> _Set exercise_
Extend the article on Eva Alordiah's album 1960 with the text that follows its final sentence.

##### Given passage

Studio album by Eva Alordiah
- Released: 13 September 2016
- Recorded: 2012–16
- Length: 55:03
- Label: WOLTRK
- Producer: Tintin; Gray Jon'z;

Eva Alordiah chronology
| Eva (2014) | 1960 (2016) | Because You Been Waiting (2016) |

Singles from 1960
- "Deaf" Released: 24 January 2014; "War Coming" Released: 25 September 2014; "Deaf and Dumb" Released: 18 November 2014; "Kanayo" Released: 17 January 2016;

= 1960 (album) =

1960 is the debut studio album by Nigerian rapper Eva Alordiah. It was released exclusively by WOLTRK Entertainment on 13 September 2016. Postponed numerous times, the album features guest appearances from Yemi Alade, Olamide, Phyno, Reminisce, Sarkodie, Darey, Femi Kuti, and Sir Dauda. Eva worked with producers Gray Jon'z and Tintin to produce the album.

== Background and promotion ==
Following the release of her Gigo EP in 2011, Eva Alordiah began developing her debut studio album, later titled 1960. In a 2014 interview with Pulse Nigeria, she revealed that the project had been in progress for about 18 months and was being produced by Tintin and Gray Jon'z. She stated that the album would contain 14 tracks and include guest appearances from Femi Kuti, Sarkodie, Olamide, Darey, and Yemi Alade. In November 2014, Alordiah announced that the album would be titled 1960 and was initially scheduled for release on 14 January 2015. Ahead of the album, she issued a self-titled EP, Eva, on 20 November 2014 as a free digital release for fans.

Despite multiple announcements, the album experienced several delays. It was first rescheduled for 1 October 2015, but failed to appear on that date after heavy promotion on Alordiah's social media accounts. Another tentative release date of 13 August 2016 was later announced following months of pushbacks. After nearly two years of delays, 1960 was eventually released on 13 September 2016. On the reason for the album's title, Eva explained that she named it 1960 as a reference to Nigeria's independence in 1960, which also marked the birth year of her mother, adding that it symbolized "independence and individuality."

##########
##### Listed records

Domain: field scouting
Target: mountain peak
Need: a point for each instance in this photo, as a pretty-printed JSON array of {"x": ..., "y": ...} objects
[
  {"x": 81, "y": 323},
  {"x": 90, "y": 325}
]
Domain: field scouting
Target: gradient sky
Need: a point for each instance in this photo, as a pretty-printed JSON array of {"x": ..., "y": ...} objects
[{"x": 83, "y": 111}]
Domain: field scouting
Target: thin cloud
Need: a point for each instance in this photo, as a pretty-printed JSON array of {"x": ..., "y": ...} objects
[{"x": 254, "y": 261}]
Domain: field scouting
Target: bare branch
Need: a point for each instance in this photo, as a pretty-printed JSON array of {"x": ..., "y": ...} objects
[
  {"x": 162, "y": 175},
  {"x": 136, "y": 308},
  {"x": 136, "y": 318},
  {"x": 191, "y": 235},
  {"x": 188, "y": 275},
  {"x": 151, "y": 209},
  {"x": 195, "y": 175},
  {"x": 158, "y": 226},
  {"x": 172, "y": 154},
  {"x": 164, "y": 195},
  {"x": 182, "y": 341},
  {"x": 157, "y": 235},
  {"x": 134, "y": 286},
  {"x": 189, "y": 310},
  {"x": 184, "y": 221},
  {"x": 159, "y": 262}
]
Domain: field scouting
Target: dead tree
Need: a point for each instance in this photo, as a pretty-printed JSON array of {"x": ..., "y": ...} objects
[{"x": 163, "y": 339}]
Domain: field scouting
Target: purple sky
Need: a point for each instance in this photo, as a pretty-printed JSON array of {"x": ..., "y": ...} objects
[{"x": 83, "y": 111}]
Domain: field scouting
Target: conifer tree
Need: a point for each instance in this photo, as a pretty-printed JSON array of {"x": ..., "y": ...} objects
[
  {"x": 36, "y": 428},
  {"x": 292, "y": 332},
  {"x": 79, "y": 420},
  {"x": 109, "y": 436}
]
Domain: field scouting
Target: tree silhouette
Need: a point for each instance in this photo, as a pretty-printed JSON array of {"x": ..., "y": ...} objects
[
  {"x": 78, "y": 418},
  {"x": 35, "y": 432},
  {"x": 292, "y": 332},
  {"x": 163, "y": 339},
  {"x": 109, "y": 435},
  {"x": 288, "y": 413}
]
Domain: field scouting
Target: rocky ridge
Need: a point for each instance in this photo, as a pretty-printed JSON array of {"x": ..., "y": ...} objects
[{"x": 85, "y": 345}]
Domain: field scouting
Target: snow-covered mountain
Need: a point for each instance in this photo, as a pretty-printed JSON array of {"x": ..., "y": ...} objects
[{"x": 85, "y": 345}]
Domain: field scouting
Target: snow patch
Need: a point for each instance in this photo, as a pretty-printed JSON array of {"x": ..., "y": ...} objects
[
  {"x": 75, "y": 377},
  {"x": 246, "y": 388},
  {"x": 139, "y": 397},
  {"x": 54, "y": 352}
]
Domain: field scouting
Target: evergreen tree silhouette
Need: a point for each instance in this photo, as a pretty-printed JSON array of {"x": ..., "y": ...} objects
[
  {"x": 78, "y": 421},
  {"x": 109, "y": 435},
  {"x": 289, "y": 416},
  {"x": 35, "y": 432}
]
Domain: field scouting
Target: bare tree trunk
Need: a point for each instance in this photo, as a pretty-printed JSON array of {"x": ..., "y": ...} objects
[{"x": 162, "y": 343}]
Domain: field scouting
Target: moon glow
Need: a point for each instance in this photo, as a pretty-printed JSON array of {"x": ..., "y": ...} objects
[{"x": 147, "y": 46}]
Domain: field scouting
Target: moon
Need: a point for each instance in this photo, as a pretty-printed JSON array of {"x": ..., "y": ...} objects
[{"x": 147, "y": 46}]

##########

> _Reply to the task_
== Singles ==
The album's lead single and only bonus track, "Deaf", was released on 24 January 2014. It was produced by Gray Jon'z and received a nomination for Best Rap Single at The Headies 2014. The second single, "War Coming" featuring Sir Dauda was released on 25 September 2014. Nigerian singer Saeon provided backup vocals for the track. According to Fab Magazine, it is "a song that reminds us that, above all else, we are at war with ourselves." The accompanying music video for "War Coming," directed by Mex, features Eva in traditional attire alongside choreographed cultural dances. The remix of "Deaf", entitled "Deaf and Dumb", was released on 18 November 2014 as 1960s third single. It features Olamide and Sarkodie. The Tintin-produced "Kanayo" featuring Phyno and Reminisce was released as the album's fourth single on 17 January 2016.

== Critical reception ==
Joey Akan of Pulse Nigeria characterized 1960 as "a carefully thought out reaction to a wild, dark and creative mind" that is "both beautiful and harrowing, sometimes difficult to listen, but even more difficult to look away from", awarding it a rating of 4 out of 5 stars. Chiagoziem Onyekwena, in a review for Filterfree, described 1960 as a "deeply personal" and stylistically varied debut centered on "independence and individualism", released through "one of the most imaginative album rollouts you’re ever going to see", and rated it 8.6 out of 10.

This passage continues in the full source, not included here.